# Exercise instructions
In the entries below, identify each line that contains the word "foliage" and copy those lines out in full.

(Part of a data file)
— Begin —
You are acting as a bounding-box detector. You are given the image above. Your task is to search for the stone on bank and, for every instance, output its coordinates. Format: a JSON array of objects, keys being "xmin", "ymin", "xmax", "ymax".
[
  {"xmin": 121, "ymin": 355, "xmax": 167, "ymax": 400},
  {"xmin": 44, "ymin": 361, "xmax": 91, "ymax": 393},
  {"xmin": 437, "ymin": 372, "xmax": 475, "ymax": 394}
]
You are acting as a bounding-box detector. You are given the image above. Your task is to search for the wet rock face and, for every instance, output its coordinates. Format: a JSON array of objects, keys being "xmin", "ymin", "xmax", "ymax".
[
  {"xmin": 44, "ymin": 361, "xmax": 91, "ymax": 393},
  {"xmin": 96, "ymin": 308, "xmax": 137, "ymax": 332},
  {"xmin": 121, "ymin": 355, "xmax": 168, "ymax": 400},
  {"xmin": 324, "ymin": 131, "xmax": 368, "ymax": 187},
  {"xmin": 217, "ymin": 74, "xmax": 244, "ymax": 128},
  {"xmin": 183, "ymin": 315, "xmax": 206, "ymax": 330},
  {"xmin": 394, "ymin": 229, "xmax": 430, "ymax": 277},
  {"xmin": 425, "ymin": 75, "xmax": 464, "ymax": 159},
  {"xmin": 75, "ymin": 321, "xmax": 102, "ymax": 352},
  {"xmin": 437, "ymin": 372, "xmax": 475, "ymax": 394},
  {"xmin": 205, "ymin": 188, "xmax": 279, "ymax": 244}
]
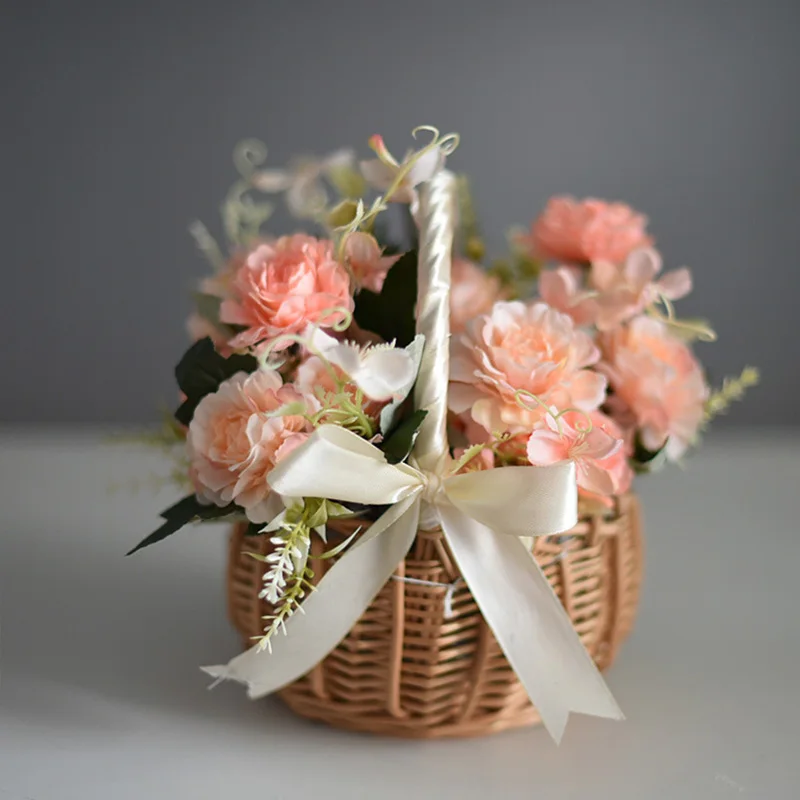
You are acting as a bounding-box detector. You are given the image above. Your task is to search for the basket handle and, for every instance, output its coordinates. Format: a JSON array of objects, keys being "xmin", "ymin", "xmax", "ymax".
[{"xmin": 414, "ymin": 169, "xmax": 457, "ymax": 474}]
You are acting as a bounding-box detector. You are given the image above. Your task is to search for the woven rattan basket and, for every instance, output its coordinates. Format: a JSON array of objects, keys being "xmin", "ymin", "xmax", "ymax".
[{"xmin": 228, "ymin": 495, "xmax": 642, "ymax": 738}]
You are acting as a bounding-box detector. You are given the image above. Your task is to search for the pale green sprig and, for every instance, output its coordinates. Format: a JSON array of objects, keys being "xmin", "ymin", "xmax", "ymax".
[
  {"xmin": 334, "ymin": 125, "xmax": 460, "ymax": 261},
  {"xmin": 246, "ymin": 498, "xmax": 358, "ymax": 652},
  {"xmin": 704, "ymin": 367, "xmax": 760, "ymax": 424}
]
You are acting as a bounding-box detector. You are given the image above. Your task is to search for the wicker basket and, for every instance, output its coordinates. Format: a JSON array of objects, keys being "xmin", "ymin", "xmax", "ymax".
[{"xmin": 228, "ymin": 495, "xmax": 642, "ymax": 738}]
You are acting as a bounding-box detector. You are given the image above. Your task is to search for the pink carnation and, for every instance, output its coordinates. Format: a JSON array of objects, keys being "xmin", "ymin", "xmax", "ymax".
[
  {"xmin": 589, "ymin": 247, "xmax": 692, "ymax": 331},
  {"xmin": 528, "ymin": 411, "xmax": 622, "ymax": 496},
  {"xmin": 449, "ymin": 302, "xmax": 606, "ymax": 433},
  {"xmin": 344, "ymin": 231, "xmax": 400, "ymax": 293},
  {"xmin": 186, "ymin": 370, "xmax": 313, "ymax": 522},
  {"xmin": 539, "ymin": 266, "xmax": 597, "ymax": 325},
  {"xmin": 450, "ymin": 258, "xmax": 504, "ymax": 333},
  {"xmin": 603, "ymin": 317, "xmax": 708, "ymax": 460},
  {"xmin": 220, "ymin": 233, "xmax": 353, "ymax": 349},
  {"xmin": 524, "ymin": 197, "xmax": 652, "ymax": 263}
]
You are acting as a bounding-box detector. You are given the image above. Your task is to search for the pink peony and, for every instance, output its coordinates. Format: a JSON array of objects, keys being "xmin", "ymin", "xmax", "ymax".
— End —
— Begin —
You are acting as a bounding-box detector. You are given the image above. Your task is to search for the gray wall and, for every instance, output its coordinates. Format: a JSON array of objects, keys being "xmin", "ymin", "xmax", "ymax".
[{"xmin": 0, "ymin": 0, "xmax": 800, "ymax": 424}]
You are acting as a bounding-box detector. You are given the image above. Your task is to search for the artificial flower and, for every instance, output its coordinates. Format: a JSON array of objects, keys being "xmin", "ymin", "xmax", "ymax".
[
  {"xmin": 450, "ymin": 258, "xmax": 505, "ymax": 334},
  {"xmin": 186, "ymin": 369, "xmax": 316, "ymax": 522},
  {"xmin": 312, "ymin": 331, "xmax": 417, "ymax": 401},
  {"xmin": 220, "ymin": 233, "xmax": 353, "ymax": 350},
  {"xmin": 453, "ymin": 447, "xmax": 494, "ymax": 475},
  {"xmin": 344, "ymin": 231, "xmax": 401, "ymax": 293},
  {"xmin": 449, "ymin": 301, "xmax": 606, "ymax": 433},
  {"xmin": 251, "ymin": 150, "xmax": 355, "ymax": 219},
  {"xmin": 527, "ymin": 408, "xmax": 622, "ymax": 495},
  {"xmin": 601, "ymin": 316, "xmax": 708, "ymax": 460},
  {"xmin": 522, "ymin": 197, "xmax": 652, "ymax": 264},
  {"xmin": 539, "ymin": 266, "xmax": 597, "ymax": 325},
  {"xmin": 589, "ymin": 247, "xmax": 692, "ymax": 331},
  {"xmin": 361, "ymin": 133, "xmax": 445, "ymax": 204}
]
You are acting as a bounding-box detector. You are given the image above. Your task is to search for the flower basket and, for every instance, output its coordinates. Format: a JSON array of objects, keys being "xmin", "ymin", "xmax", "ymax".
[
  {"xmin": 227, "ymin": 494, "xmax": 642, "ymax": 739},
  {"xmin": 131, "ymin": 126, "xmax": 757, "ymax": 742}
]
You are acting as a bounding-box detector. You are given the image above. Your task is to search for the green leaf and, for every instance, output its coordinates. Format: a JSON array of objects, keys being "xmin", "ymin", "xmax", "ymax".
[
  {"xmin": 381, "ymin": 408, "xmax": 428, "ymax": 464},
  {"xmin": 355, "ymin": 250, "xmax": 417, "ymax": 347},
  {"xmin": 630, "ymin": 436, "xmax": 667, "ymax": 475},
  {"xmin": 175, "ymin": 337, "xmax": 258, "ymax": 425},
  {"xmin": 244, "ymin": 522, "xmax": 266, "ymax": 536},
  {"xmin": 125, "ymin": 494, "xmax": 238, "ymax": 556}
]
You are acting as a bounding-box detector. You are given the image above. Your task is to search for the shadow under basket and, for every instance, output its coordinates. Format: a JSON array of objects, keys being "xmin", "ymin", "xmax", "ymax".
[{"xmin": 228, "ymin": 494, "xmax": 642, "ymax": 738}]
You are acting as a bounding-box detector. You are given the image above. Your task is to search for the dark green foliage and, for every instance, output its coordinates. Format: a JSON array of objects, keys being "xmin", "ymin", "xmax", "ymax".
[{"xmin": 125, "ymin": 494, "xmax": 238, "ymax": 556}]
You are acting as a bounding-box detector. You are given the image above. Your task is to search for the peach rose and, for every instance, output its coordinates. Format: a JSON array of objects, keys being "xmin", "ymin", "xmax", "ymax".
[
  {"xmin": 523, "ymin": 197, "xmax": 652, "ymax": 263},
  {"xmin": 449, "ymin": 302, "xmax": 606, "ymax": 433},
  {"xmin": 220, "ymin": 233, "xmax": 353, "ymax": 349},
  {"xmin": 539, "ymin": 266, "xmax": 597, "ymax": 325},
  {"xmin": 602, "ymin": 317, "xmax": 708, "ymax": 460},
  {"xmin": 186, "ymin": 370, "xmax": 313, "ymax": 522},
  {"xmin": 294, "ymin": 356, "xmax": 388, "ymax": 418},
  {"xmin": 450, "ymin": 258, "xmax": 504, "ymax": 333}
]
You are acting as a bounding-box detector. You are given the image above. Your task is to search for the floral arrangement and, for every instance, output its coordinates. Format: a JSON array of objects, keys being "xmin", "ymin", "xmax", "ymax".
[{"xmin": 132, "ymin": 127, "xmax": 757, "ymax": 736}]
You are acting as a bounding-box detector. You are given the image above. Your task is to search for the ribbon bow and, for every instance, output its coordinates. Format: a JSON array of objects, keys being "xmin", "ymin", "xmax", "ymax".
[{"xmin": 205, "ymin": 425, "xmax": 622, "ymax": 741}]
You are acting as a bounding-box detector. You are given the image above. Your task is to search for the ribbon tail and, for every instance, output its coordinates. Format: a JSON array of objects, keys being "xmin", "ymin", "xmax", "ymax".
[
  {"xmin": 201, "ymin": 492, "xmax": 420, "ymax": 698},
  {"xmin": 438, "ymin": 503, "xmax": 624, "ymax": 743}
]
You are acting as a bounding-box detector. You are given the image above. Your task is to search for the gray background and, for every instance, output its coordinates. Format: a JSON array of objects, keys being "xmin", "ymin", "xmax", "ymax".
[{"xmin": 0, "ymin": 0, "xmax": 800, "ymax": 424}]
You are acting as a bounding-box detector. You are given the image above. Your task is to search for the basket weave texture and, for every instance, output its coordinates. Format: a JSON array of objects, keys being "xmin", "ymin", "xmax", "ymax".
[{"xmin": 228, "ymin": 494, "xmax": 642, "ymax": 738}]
— End —
— Begin —
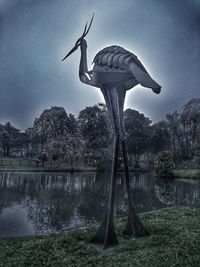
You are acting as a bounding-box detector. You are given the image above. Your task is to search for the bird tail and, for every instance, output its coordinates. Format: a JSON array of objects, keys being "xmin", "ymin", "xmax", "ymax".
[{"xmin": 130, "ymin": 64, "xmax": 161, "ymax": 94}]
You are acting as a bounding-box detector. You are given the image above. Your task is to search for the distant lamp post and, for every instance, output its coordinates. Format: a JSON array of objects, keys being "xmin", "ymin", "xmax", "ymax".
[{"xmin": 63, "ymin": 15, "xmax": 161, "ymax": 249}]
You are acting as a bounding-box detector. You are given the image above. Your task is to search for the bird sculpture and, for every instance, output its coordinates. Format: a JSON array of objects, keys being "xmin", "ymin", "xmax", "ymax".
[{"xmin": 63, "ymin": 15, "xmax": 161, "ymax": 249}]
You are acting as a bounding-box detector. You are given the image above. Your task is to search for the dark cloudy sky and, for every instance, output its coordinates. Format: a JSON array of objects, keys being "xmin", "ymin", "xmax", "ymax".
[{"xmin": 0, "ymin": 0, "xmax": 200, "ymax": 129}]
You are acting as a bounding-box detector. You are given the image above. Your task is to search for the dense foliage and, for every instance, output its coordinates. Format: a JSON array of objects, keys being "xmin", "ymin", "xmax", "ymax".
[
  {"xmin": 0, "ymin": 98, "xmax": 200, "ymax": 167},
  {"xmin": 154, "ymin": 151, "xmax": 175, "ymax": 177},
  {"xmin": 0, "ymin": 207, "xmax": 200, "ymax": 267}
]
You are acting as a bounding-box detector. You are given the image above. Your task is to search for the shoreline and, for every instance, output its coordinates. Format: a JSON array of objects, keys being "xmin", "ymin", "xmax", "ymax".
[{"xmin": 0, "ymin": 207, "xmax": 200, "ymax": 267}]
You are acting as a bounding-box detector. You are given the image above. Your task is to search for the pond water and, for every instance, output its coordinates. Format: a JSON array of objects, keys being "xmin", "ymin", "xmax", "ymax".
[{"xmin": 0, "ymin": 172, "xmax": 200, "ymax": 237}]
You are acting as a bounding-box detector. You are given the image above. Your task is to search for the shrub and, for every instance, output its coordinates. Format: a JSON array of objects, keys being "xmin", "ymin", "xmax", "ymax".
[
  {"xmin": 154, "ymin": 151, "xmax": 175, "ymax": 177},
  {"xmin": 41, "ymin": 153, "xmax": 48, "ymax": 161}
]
— End —
# Solution to the exercise
You are acting as a bounding-box detector. You are given the image above. Your task is to search for the dark green foliage and, for every instance, output its coordinates. Format: a JSON array of objects, keys being "xmin", "ymin", "xmax", "ymax".
You are acting as a bounding-box detector. You are given the image above. Your task is to search for the dense foliage and, for every instance, output its coordinates. Format: a JSON array of objects, keys being "xmin", "ymin", "xmax", "ymax".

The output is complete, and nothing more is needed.